---------- Dataset records ----------

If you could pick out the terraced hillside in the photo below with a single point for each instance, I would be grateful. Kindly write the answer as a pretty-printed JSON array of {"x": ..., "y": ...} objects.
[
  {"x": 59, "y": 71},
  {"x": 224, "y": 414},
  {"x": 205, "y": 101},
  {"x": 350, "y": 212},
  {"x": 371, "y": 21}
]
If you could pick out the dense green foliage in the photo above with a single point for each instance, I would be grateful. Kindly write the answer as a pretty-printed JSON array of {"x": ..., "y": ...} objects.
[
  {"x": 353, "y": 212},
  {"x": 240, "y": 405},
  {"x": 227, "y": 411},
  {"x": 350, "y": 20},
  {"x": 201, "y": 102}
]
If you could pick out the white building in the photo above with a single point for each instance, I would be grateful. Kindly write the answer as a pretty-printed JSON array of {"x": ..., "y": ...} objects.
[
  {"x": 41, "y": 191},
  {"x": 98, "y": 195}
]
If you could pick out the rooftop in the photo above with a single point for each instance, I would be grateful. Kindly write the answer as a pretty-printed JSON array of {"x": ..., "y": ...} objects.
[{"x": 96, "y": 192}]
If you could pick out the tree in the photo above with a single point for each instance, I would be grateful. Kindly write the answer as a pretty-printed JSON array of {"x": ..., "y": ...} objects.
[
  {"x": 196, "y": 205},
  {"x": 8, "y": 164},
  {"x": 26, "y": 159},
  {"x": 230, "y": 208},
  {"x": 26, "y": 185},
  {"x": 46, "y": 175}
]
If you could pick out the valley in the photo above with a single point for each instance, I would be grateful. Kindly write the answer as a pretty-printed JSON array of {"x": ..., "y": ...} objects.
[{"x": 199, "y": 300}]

----------

#### Task details
Above are the records; copy exactly the lines from the one with "If you could pick out the white" through the final line.

#### Reply to the exercise
If you could pick out the white building in the photo above with a single point for each instance, I would be grateful. Kindly write the answer as a pretty-printed JSON array of {"x": ..., "y": ...} objects.
[
  {"x": 41, "y": 191},
  {"x": 98, "y": 195}
]
If you could pick out the rooftop in the photo above with a single point for each instance, I would be grateful. Kindly write the answer as a pretty-printed JSON array of {"x": ..., "y": ...} objects.
[{"x": 96, "y": 192}]
If you could pick out the tree in the photo above with a single point for each instance, I would be grateful. Kindly write the answer as a pretty-printed JSON array of {"x": ..., "y": ...} objects.
[
  {"x": 196, "y": 205},
  {"x": 8, "y": 164},
  {"x": 26, "y": 159},
  {"x": 230, "y": 208},
  {"x": 26, "y": 185},
  {"x": 46, "y": 175}
]
If you could pick out the valley in the photo above with a single point for each instance, I would be grateful. Kindly write the answer as a pretty-printed JSON array of {"x": ..., "y": ...} objects.
[{"x": 199, "y": 300}]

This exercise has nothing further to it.